2.9 Ciri-ciri Pengendalian Intern yang Kuat dan Keterbatasannya
Menurut Tunggal (2010:209), ciri-ciri pengendalian intern yang kuat yaitu :
1) Karyawan yang kompeten dan jujur antara lain menguasai standar akuntansi,
peraturan perpajakan, dan peraturan pasar modal.
2) Transaksi diotorisasi oleh pejabat yang berwenang.
3) Transaksi dicatat dengan benar (jumlah, estimasi, dan perlakuan akuntansi).
4) Pemisahan tugas yang mengambil inisiatif timbulnya suatu transaksi, yang
mencatat, dan menyimpan.
5) Akses terhadap asset dan catatan perusahaan sesuai dengan fungsi dan tugas
karyawan.
6) Perbandingan secara periodik antara saldo menurut buku dengan jumlah secara
fisik.
14
Keterbatasan pengendalain intern dalam suatu entitas menurut Boynton, (2002:376) adalah :
1) Kesalahan dalam pertimbangan. Pertimbangan yang buruk dalam membuat
keputusan bisnis atau dalam meaksanakan tugas rutin karena informasi yang
tidak mencukupi, keterbatasan waktu, atau prosedur lainnya.
2) Kemacetan. Terjadi ketika personel salah memahami instruksi atau membuat
kekeliruan akibat kecerobohan, kebingungan atau kelelahan..
3) Kolusi. Individu yang bertindak bersama, seperti karyawan yang melaksanakan
suatu pengendalian penting bertindak bersama dengan karyawan lain, konsumen
atau pemasok, dapat melakukan sekaligus menutupi kecurangan sehingga tidak
dapat di deteksi oleh pengendalian intern.
4) Penolakan manajemen. Manajemen dapat mengesampingkan kebijakan atau
prosedur tertulis untuk tujuan tidak sah seperti keuntungan pribadi atau
presentasi mengenai kondisi keuangan suatu entitas yang dinaikkan atau status
ketaatan.
5) Biaya versus manfaat. Biaya pengendalian intern suatu entitas seharusnya tidak
melebihi manfaat yang diharapkan untuk diperoleh.
2.10 Asimetri Informasi
Anthony dan Govindrajan (2001), menyatakan bahwa kondisi asimetri informasi
muncul dalam teori keagenan (agency theory), yaitu principal (pemilik/atasan) memberikan
wewenang kepada agen (manajer/bawahan) untuk mengatur perusahaan yang dimilikinya.

#### DATA TERSIMPAN
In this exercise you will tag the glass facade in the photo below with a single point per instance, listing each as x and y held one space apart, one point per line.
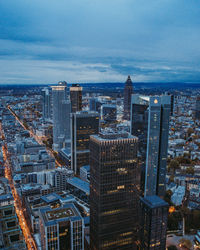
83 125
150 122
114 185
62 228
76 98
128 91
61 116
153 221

#### YANG PERLU DIKERJAKAN
Menurut kutipan tentang pengendalian intern, kapan kemacetan terjadi? Mohon jawab dalam satu kalimat. Materi tersebut sama sekali tidak digunakan di sini.

#### HASIL TUGAS
Kemacetan terjadi ketika personel salah memahami instruksi atau membuat kekeliruan akibat kecerobohan, kebingungan, atau kelelahan.